• **Instructions to follow**
Repeat word for word the part of the T. Rowe Price fund passage starting at "Investment advisory revenues" and ending at "total net inflows.".

━━━━━ Text passage ━━━━━

Investment advisory revenues earned from the T. Rowe Price mutual funds distributed in the United States increased nearly $51 million. Mutual fund assets ended March 2006 at $185.2 billion, up $15 billion from the end of 2005. Net investor inflows added nearly $5.5 billion to mutual fund assets during the quarter and market valuation increases and income added an additional $9.5 billion to mutual fund assets. Net cash inflows were broadly distributed as investors added $2.5 billion into the U.S. stock funds, $1.9 billion into the international stock funds — primarily those investing in emerging markets, and $1.1 billion into bond and money market funds. The Growth Stock and Value funds together accounted for $1.7 billion of the funds’ total net inflows.
The series of target date Retirement Funds, which were started in 2002 to provide fund shareholders with single, diversified portfolios that invest in underlying T. Rowe Price funds that automatically adjust fund asset allocations as the investor ages, continue to be the source of a significant part of mutual fund asset growth. Nearly $1.6 billion of net inflows originated in the Retirement Funds during the first quarter of 2006. Total assets in these funds reached $10.4 billion at March 31, 2006, an increase of $2 billion since the end of 2005.

━━━━━ Listed records ━━━━━

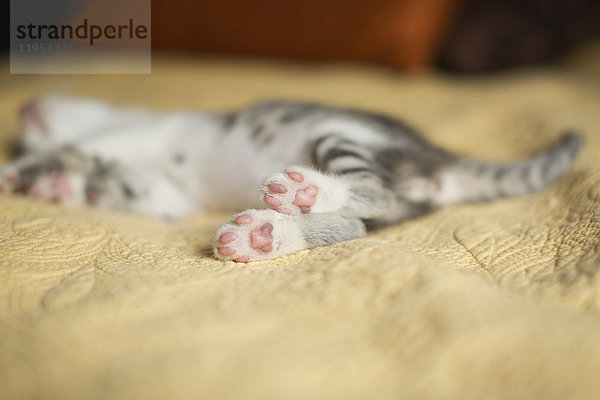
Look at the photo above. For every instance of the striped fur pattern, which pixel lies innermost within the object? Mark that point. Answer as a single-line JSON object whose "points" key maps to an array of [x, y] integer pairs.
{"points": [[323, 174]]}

━━━━━
━━━━━ Listed records ━━━━━

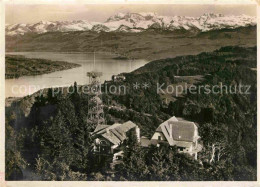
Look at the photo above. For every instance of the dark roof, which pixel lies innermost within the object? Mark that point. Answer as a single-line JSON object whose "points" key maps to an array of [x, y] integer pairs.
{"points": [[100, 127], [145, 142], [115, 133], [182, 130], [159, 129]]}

━━━━━

• **Complete response**
Investment advisory revenues earned from the T. Rowe Price mutual funds distributed in the United States increased nearly $51 million. Mutual fund assets ended March 2006 at $185.2 billion, up $15 billion from the end of 2005. Net investor inflows added nearly $5.5 billion to mutual fund assets during the quarter and market valuation increases and income added an additional $9.5 billion to mutual fund assets. Net cash inflows were broadly distributed as investors added $2.5 billion into the U.S. stock funds, $1.9 billion into the international stock funds — primarily those investing in emerging markets, and $1.1 billion into bond and money market funds. The Growth Stock and Value funds together accounted for $1.7 billion of the funds’ total net inflows.